Swap every occurrence of "disc" in the material below for "circle", and reproduce the rest of the material without any other change.

>>>>>

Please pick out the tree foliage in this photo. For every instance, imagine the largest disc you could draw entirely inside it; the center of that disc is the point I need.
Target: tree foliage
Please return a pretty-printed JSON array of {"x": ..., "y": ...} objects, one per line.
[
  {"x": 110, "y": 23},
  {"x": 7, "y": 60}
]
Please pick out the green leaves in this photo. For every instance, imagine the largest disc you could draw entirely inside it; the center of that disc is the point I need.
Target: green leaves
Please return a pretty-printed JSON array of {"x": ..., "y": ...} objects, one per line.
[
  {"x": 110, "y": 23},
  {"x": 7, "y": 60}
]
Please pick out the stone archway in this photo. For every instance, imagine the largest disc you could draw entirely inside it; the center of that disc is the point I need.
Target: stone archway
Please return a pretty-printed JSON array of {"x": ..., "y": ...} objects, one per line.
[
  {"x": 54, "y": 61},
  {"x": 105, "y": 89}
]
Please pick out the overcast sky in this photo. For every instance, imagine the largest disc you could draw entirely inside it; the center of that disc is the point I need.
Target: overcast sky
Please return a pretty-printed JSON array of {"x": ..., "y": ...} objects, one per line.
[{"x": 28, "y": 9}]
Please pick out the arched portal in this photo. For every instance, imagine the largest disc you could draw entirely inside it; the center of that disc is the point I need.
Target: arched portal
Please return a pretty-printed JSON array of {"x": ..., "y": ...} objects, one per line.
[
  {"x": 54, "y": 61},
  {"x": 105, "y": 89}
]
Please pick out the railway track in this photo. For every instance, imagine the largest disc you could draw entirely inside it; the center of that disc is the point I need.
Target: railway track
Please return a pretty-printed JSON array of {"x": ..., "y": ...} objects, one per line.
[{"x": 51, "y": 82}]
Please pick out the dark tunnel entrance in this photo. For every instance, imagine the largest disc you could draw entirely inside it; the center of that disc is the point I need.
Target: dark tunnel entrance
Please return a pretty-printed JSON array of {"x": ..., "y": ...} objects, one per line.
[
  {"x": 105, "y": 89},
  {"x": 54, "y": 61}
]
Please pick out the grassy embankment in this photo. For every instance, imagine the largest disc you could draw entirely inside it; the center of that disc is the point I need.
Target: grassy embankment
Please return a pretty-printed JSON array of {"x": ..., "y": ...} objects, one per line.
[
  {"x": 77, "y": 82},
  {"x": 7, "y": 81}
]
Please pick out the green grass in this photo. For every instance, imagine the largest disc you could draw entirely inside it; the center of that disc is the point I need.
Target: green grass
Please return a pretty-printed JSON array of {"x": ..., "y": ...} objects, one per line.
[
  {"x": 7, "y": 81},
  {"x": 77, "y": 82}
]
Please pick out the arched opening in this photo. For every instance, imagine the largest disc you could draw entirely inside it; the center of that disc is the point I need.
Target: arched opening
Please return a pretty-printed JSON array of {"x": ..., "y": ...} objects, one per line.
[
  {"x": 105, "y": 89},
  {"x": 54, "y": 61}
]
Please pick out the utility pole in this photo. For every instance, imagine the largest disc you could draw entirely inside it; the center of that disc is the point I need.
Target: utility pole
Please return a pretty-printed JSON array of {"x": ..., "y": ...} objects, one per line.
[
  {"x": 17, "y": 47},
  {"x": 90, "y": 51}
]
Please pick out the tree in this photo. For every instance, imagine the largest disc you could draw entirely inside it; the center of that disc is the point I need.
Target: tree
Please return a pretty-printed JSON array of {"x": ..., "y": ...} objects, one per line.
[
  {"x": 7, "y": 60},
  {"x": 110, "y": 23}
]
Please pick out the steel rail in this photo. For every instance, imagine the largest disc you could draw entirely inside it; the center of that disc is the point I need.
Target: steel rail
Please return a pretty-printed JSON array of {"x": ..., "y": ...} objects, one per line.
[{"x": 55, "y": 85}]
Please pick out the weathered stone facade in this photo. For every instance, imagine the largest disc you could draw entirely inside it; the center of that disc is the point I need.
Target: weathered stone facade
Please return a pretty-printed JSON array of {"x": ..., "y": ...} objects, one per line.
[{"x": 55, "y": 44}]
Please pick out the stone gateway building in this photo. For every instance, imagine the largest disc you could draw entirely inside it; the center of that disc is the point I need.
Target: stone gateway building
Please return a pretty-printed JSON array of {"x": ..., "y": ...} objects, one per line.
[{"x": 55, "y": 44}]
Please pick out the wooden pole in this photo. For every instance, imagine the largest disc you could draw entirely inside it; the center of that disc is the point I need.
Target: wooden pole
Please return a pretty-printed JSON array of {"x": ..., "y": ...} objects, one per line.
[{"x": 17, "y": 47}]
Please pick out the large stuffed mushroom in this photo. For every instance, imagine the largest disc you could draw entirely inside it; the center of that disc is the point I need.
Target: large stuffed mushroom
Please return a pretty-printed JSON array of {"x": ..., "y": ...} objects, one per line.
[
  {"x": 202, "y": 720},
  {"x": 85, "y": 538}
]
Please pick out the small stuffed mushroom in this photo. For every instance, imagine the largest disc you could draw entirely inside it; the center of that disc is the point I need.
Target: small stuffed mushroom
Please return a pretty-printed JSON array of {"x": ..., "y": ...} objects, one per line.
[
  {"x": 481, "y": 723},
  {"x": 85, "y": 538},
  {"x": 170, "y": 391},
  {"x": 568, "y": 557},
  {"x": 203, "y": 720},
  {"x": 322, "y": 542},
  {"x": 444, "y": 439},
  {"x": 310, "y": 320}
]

<<<<<

• **EXERCISE ANSWER**
Please pick out the tree foliage in this photo. For every instance, imagine the largest circle you could draw entirely inside it; the center of that circle is the point I need.
Target: tree foliage
Please return a pretty-printed JSON array of {"x": ..., "y": ...} objects, one per line.
[
  {"x": 110, "y": 23},
  {"x": 7, "y": 60}
]
Please pick out the green leaves in this photo. For every instance, imagine the largest circle you could draw entirely inside it; the center of that circle is the point I need.
Target: green leaves
Please return a pretty-printed JSON array of {"x": ..., "y": ...} objects, one per line.
[
  {"x": 110, "y": 23},
  {"x": 7, "y": 60}
]
Please pick out the stone archway in this photo. For every instance, imagine the largest circle you could draw entirely inside it; the center of that circle is the point I need.
Target: stone archway
Please return a pretty-printed JSON array of {"x": ..., "y": ...} objects, one per line.
[
  {"x": 54, "y": 61},
  {"x": 105, "y": 89}
]
Please pick out the overcast sky in this photo. For every instance, imagine the largest circle you could draw entirely inside it; the center of that circle is the point I need.
Target: overcast sky
Please return a pretty-printed JSON array of {"x": ..., "y": ...} objects, one per line.
[{"x": 28, "y": 9}]
Please pick out the arched portal in this photo. For every instance, imagine the largest circle you could draw entirely inside it; the center of that circle is the point I need.
Target: arched portal
Please return a pretty-printed JSON array of {"x": ..., "y": ...} objects, one per line.
[
  {"x": 54, "y": 61},
  {"x": 105, "y": 89}
]
Please pick out the railway track in this photo. For every instance, imagine the largest circle you could draw entirely inside it; the center of that circle is the point I need.
Target: railway track
Please return a pretty-printed JSON array of {"x": ..., "y": ...} objects, one per line.
[{"x": 51, "y": 82}]
Please pick out the dark tunnel entrance in this photo. For every instance, imagine the largest circle you could draw entirely inside it; the center of that circle is the point I need.
Target: dark tunnel entrance
Please return a pretty-printed JSON array of {"x": ..., "y": ...} objects, one per line.
[
  {"x": 105, "y": 89},
  {"x": 54, "y": 61}
]
Please pick out the grassy embankment in this photo. For every instance, imagine the largest circle you could draw entirely inside it; the center of that circle is the point I need.
Target: grassy embankment
Please return a pretty-printed JSON array of {"x": ..., "y": ...} objects, one per line.
[
  {"x": 77, "y": 82},
  {"x": 7, "y": 81}
]
Please pick out the green grass in this photo. For every instance, imagine the largest circle you could draw entirely inside it; the center of that circle is the point I need.
Target: green grass
Please return a pretty-printed JSON array of {"x": ..., "y": ...} objects, one per line.
[
  {"x": 7, "y": 81},
  {"x": 77, "y": 82}
]
Please pick out the arched opening in this photo. For every instance, imagine the largest circle you could draw entirely inside it; the center of that circle is the point I need.
Target: arched opening
Please return a pretty-printed JSON array of {"x": ..., "y": ...} objects, one per line.
[
  {"x": 105, "y": 89},
  {"x": 54, "y": 61}
]
Please pick out the utility pole in this photo. For every instance, imagine the largest circle you could draw entirely inside it; the center of that circle is the point I need.
Target: utility pole
Please return a pretty-printed JSON array of {"x": ..., "y": ...} objects, one per line.
[
  {"x": 17, "y": 47},
  {"x": 90, "y": 51}
]
Please pick out the tree in this photo. For every instance, imagine the largest circle you could draw entirely inside it; the center of that circle is the point I need.
Target: tree
Please return a pretty-printed JSON array of {"x": ..., "y": ...} objects, one per line.
[
  {"x": 7, "y": 60},
  {"x": 110, "y": 23}
]
Please pick out the steel rail in this photo. For every instance, imagine the largest circle you could draw entirely inside it; the center of that circle is the point I need.
Target: steel rail
Please return a pretty-printed JSON array of {"x": ..., "y": ...} objects, one per line.
[{"x": 55, "y": 85}]
Please pick out the weathered stone facade in this photo. For every instance, imagine the largest circle you could draw entirely inside it; the center of that circle is the point I need.
Target: weathered stone facade
Please return a pretty-printed JSON array of {"x": ..., "y": ...} objects, one per line.
[{"x": 55, "y": 44}]
Please pick out the stone gateway building in this photo. For every instance, imagine the largest circle you could draw entirely inside it; the center of that circle is the point I need.
Target: stone gateway building
Please return a pretty-printed JSON array of {"x": ..., "y": ...} objects, one per line.
[{"x": 55, "y": 44}]
Please pick out the wooden pole in this photo. For every instance, imagine the largest circle you could draw entirely inside it; the center of that circle is the point I need.
Target: wooden pole
Please return a pretty-printed JSON array of {"x": ..., "y": ...} objects, one per line.
[{"x": 17, "y": 47}]
Please pick out the large stuffed mushroom in this photo. For every instance, imagine the largest circle you could draw entirely inside it; the center of that circle is the point I need.
Target: large stuffed mushroom
Please return a pretty-printed JSON array of {"x": ..., "y": ...} objects, one per line.
[
  {"x": 202, "y": 720},
  {"x": 85, "y": 538}
]
Please pick out the small stuffed mushroom in this photo. For every instance, imagine the largest circle you could draw entirely inside it; the center of that circle is the point I need.
Target: small stuffed mushroom
Please return a pretty-printed JSON array of {"x": ..., "y": ...} objects, one per line.
[
  {"x": 481, "y": 723},
  {"x": 85, "y": 538},
  {"x": 170, "y": 391},
  {"x": 568, "y": 557},
  {"x": 203, "y": 720},
  {"x": 322, "y": 542},
  {"x": 444, "y": 439},
  {"x": 310, "y": 320}
]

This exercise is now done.